## Begin Reading passage

1. The static scanner - An application, or component of the agent itself, that performs static analysis of images, such as Portable Executable (PE) files or arbitrary ranges of virtual memory, to determine whether the content is malicious. Static scanners commonly form the backbone of AV services.

2. The hooking DLL - A DLL that is responsible for intercepting calls to specific application programming interface (API) functions.

3. The kernel driver - A kernel-mode driver responsible for injecting the hooking DLL into target processes and collecting kernel-specific telemetry.

4. The agent service - An application responsible for aggregating telemetry created by the preceding two components. It sometimes correlates data or generates alerts. Then it relays the collected data to a centralized EDR server.

The basic agent architecture

• This basic design doesn’t have many sources of telemetry. Its three sensors (a scanner, a driver, and a function-hooking DLL) provide the agent with data about process-creation events, the invocation of functions deemed sensitive (such as kernel32!CreateRemoteThread), the signatures of files, and potentially the virtual memory belonging to a process.

• This basic EDR would be incapable of detecting files being created, deleted, or encrypted on the host.

Intermediate

• While a basic agent can collect a large amount of valuable data with which to create detections, this data may not form a complete picture of the activities performed on the host.

• Usually, the endpoint security products deployed in enterprise environments today have substantially expanded their capabilities to collect additional telemetry.

• Most of the agents that attackers encounter fall into the intermediate level of sophistication. These agents not only introduce new sensors but also use telemetry sources native to the operating system. Additions made are:

1. Network filter drivers - Drivers that perform network traffic analysis to identify indicators of malicious activity, such as beaconing.

## End Reading passage
## Begin Raw records

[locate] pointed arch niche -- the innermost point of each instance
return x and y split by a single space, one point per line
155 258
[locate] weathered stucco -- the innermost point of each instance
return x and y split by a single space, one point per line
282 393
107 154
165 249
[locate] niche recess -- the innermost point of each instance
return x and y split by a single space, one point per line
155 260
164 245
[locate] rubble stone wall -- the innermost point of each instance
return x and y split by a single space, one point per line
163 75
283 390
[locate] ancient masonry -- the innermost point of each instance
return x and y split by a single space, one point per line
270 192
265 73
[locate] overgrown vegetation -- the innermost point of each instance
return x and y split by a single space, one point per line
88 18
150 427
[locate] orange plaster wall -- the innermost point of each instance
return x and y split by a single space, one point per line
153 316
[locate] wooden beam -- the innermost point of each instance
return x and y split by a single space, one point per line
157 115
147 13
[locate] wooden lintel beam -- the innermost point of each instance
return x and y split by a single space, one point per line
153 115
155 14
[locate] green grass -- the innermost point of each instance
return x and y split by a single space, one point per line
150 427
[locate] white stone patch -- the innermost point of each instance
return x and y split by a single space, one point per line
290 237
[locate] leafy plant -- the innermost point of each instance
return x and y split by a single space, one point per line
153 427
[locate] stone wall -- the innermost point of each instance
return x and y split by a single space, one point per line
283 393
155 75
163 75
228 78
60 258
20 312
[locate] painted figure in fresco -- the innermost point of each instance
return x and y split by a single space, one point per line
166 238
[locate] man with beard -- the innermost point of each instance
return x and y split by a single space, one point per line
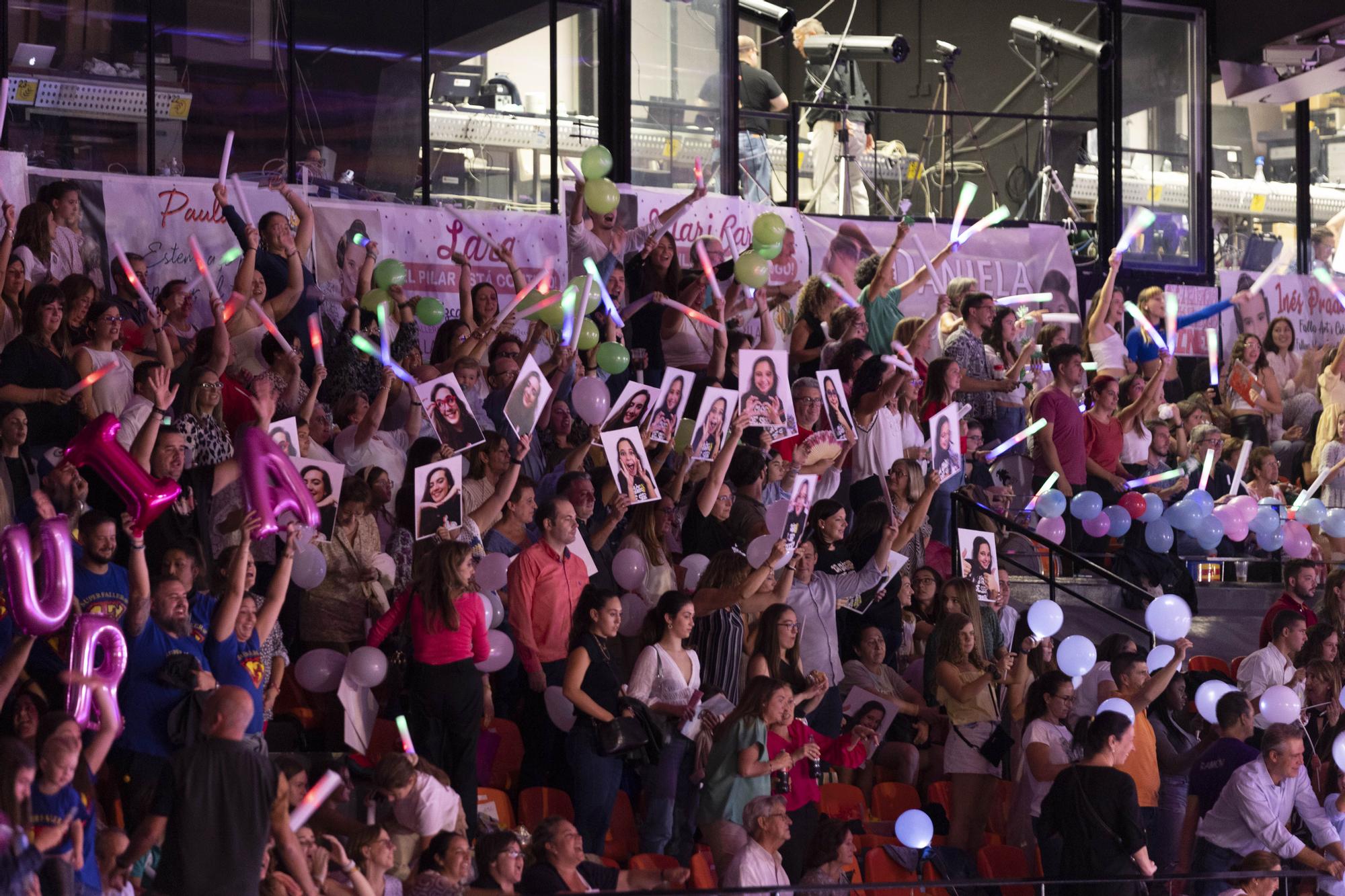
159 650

## End Raw records
## Begin Raw records

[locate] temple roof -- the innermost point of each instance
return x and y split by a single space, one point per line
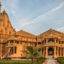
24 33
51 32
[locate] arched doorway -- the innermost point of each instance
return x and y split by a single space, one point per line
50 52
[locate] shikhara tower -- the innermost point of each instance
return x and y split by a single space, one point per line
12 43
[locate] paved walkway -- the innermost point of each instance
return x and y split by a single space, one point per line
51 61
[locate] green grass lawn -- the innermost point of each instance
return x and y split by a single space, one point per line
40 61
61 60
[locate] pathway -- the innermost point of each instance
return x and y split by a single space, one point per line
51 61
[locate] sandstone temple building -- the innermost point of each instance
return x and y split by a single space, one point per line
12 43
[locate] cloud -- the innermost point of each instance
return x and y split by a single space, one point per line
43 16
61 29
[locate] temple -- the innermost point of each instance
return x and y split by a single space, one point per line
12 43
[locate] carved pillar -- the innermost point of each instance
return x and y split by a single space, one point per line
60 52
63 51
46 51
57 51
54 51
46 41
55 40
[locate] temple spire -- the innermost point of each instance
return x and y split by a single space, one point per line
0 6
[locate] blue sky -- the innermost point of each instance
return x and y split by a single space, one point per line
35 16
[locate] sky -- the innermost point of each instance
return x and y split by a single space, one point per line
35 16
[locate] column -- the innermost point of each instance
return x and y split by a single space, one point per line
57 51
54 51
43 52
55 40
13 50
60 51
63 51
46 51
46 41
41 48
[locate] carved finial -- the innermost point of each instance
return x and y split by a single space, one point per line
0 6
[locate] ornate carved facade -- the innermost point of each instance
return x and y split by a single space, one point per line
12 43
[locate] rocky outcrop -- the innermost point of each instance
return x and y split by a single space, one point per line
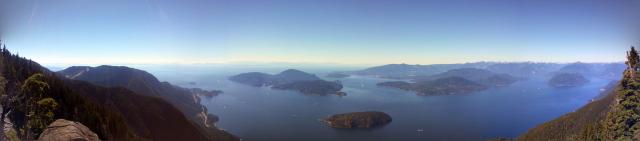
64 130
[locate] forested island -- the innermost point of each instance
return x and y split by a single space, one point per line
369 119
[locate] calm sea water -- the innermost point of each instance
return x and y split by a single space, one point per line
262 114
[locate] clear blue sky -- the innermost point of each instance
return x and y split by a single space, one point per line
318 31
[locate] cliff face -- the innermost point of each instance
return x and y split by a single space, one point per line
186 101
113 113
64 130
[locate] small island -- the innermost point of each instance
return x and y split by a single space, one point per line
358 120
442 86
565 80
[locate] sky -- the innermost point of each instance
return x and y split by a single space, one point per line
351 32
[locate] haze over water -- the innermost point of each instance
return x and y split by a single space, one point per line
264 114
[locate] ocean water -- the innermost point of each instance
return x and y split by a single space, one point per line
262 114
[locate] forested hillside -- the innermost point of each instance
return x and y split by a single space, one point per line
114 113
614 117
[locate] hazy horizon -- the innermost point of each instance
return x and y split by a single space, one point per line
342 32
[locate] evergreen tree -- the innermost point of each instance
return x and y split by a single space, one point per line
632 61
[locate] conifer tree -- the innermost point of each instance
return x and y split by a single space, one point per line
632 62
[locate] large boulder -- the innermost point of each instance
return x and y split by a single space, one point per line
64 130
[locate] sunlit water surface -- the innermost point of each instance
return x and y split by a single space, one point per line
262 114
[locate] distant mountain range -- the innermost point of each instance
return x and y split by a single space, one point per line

## End Raw records

■ **Written problem 1**:
Do these statements agree with the EDR agent architecture text? For each, answer yes or no and quote the deciding words of the text.
(a) The kernel driver is what injects the hooking DLL into target processes.
(b) A basic EDR can detect files being encrypted on the host.
(c) Most agents that attackers encounter are at the basic level.
■ **Written problem 2**: Pick up the EDR agent architecture text after its last sentence and keep writing.
These lines have no part in what you are asked to do.

■ **Response 1**:
(a) Yes: "A kernel-mode driver responsible for injecting the hooking DLL into target processes"
(b) No: "This basic EDR would be incapable of detecting files being created, deleted, or encrypted on the host."
(c) No: "Most of the agents that attackers encounter fall into the intermediate level of sophistication."

■ **Response 2**:
2. Filesystem filter drivers - A special type of driver that can monitor for operations on the host filesystem.

3. ETW consumers - Components of the agent that can subscribe to events created by the host operating system or third-party applications.

4. Early Launch Antimalware (ELAM) components - Features that provide a Microsoft-supported mechanism for loading an antimalware driver before other boot-start services to control the initialization of the other boot drivers. These components also grant the ability to receive Secure ETW events, a special type of event generated from a group of protected event providers.

The intermediate agent architecture

• This design builds upon the basic architecture and adds many new sensors from which telemetry can be collected. For instance, this EDR can now monitor filesystem events such as file creation, consume from ETW providers that offer data the agent wouldn’t otherwise be able to collect, and observe network communications on the host through its filter driver, potentially allowing the agent to detect command-and-control beaconing activity. It also adds a layer of redundancy so that if one sensor fails, another might be able to pick up the slack.

Advanced

• Some products implement more advanced features to monitor specific areas of the system in which they’re interested. Due to these features being highly specific, they are not commonplace.

1. Hypervisors - They provide a method for the interception of system calls, the virtualization of certain system components, and the sandboxing of code execution. These also provide the agent with a way to monitor transitions in execution between the guest and host. They’re commonly leveraged as a component of anti-ransomware and anti-exploit functionality.

2. Adversary deception - It Provides false data to the adversary instead of preventing the malicious code’s execution. This may cause the adversary to focus on debugging their tooling without realizing that the data in use has been tampered with.

Types Of Bypasses

• Threat actors leverage four types of bypasses in order to operate undetected.

1. Configuration bypass - Occurs when there is a telemetry source on the endpoint that could identify the malicious activity, but the sensor failed to collect data from it, leading to a gap in coverage. For example, even if the sensor is able to collect events from a specific ETW provider related to Kerberos authentication activity, it might not be configured to do so.

2. Perceptual bypass - Occurs when the sensor or agent lacks the capability to collect the relevant telemetry. For example, the agent might not monitor filesystem interactions.

3. Logical bypass - Occurs when the adversary abuses a gap in a detection’s logic. For example, a detection might contain a known gap that no other detection covers.

4. Classification bypass - Occurs when the sensor or agent is unable to identify enough datapoints to classify the attacker’s behavior as malicious, despite observing it. For example, the attacker’s traffic might blend into normal network traffic.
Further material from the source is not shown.